• Assignment 1
In the passage on the home fish and plant system, how many plants does the greenhouse in the back garden hold?
• Assignment 2
Reproduce the part of the passage on the home fish and plant system from "The entire system" up to and including "using ornamental fish.".

• Provided passage
The entire system has three fish tanks on the ground floor. One is of 3,000 litres of water; second is 1,500 litres, and the third is 4,000 litres. They raise three types of fresh-water fish—rohu, catla, and chonak or sea bass. If one does not eat fish, Singh suggests using ornamental fish.
On their roof, they have a greenhouse of 12ft by 24ft, which has 2,000 plants. The greenhouse in the back garden is 6 ft by 16 ft and has 500 plants. A roof-top garden has 25 fruit trees, 300 onions, and an assortment of chillies, lemons, tomatoes, aloe, chives, creepers like ivy gourd, bottle gourd, cucumber, bitter gourd, ladyfinger, brinjal.
Along a boundary on the ground floor, they have mango, banana, and papaya. They also have an air-conditioned tunnel of 8 ft by 12 ft in their greenhouse, with 1,000 plants of lettuce, kale, bok choy, basil, parsley, cabbage, and broccoli. For the whole system, they spend around Rs 14,000 per month.

Recorded data:
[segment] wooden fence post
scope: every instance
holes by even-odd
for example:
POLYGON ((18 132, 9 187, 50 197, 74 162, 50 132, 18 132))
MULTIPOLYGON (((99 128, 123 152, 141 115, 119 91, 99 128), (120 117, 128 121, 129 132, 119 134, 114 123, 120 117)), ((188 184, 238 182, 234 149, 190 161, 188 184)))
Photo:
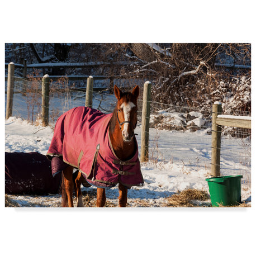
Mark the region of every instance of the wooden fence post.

• Written solution 1
500 plants.

• Written solution 2
The entire system has three fish tanks on the ground floor. One is of 3,000 litres of water; second is 1,500 litres, and the third is 4,000 litres. They raise three types of fresh-water fish—rohu, catla, and chonak or sea bass. If one does not eat fish, Singh suggests using ornamental fish.